Records for processing.

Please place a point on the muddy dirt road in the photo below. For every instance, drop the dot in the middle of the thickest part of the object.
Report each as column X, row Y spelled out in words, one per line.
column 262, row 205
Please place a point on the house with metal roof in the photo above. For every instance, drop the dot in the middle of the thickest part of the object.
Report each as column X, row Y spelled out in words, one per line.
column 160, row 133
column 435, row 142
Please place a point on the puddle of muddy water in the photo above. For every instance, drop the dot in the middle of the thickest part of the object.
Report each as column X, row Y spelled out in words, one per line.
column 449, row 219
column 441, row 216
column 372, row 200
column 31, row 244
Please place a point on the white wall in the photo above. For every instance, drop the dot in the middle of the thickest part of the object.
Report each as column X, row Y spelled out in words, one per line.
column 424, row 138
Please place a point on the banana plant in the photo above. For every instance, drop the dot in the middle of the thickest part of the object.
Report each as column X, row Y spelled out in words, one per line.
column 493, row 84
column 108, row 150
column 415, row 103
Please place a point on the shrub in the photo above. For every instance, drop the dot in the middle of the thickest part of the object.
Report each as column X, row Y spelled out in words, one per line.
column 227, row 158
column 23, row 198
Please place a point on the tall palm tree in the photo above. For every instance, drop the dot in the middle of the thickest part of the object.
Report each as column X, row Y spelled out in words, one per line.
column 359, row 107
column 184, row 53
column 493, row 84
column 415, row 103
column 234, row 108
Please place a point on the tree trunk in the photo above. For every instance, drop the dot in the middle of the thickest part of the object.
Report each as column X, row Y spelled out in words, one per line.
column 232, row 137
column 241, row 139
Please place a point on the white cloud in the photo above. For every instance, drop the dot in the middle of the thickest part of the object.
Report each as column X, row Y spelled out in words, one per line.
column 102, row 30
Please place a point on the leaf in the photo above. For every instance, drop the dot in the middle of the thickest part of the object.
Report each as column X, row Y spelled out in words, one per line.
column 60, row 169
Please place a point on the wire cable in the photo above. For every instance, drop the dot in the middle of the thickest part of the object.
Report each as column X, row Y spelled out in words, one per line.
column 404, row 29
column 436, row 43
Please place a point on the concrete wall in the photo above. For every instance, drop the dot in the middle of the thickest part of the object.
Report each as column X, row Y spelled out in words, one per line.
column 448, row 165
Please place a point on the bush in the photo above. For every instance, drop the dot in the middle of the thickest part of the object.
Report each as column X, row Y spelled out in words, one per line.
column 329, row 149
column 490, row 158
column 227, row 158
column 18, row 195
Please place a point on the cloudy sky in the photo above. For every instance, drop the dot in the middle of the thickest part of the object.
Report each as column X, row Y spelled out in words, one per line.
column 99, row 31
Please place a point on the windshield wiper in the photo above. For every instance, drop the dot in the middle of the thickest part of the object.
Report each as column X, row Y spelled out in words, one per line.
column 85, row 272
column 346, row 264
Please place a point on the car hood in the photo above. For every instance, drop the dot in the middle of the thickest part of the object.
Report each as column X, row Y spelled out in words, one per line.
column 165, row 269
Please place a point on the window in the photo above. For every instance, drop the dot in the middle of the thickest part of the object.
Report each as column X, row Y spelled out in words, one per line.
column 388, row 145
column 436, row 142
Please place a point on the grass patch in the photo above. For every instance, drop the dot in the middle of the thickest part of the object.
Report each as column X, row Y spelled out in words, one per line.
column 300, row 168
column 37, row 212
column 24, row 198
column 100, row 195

Task directions. Copy out the full listing so that each line matches exactly.

Expected answer.
Please place a point on the muddy dirt road in the photo below. For every instance, drop the dot in the middle of the thickest part of the object.
Report each as column X, row Y spelled out in words, one per line.
column 262, row 205
Please place a point on the house with metal roof in the photo above. For every instance, drop the dot in the middle of the thickest part of the object.
Report each as column X, row Y spelled out in words, one per line.
column 160, row 133
column 435, row 142
Please place a point on the puddle of muddy water in the photo above. For every instance, drop the dot in the middle of the thickest part of the object.
Report each as column X, row Y spelled out in words, one per line.
column 449, row 219
column 441, row 216
column 372, row 200
column 31, row 244
Please place a point on the white wall in the photo above. For every instance, drop the dot in the middle of the thickest part of the object.
Report each as column X, row Y spelled out in words, one per line.
column 424, row 138
Please place a point on the banana plant in the photo above. For every instance, drop the dot in the middle of the thickest part of the object.
Report each as column X, row Y spelled out in words, one per line.
column 493, row 84
column 108, row 150
column 415, row 103
Please place a point on the shrub in the photo above. For every instance, drop the dot in the middle of the thickest part of the object.
Report each as column X, row Y spelled out in words, one per line.
column 227, row 158
column 23, row 198
Please place a point on the tall palm tree in the photo above. For every instance, drop the dot in the middle of the thickest part of the object.
Report each as column X, row Y spelled out in words, one per line.
column 359, row 107
column 184, row 53
column 493, row 84
column 415, row 103
column 234, row 108
Please place a point on the tree trunk in the photo above. For every instance, drop the dot in the middle of the thickest part of the object.
Report each as column X, row Y spelled out in words, one per line.
column 232, row 137
column 241, row 139
Please place a point on the white cloud in the photo above. For every instance, drop the dot in the middle of the thickest part of the object.
Report each as column X, row Y spelled out in words, one per line.
column 102, row 30
Please place a point on the leaf in the photo above. For every instance, drop the dot in the middle of the thickest part of the object.
Report each as column X, row Y spelled out in words, one per line.
column 60, row 169
Please place a point on the wire cable in the photo above. For every instance, drop the dot in the middle of the thickest part of the object.
Report each as column X, row Y spelled out in words, one per line.
column 404, row 29
column 436, row 43
Please place a point on the concrete wall in the photo above. For every instance, drop the dot in the middle of the thickest part of the object.
Report each as column X, row Y spelled out in words, one per line.
column 448, row 165
Please place a point on the bush in the photo above. For every instance, drop the dot in the middle of the thickest part of the object.
Report each as column X, row Y spelled out in words, one per line.
column 329, row 149
column 490, row 158
column 227, row 158
column 18, row 195
Please place a point on the cloudy sky in the photo above. For every instance, drop the dot in the middle of the thickest part of the object.
Report each as column X, row Y spelled out in words, one per line.
column 99, row 31
Please place a point on the windshield wiper in the photo above. For every instance, drop the dot in the middle of the thickest part of the object.
Report each as column X, row Y spelled out in words, one per line.
column 85, row 272
column 346, row 264
Please place a point on the car hood in the photo above. For every instance, drop the dot in the middle of the thickest part of the object.
Report each as column X, row Y spelled out in words, one per line.
column 165, row 269
Please place a point on the window in the photo above. For every instance, drop the dot in the middle of the thickest part of the object.
Report each as column X, row Y spelled out in words, one per line.
column 388, row 145
column 436, row 142
Please place a point on the grass patch in the photo above. For every instance, drop the dot in the middle of the thickest part of the object.
Report each as column X, row Y spelled out in words, one per line.
column 300, row 168
column 37, row 212
column 24, row 198
column 100, row 195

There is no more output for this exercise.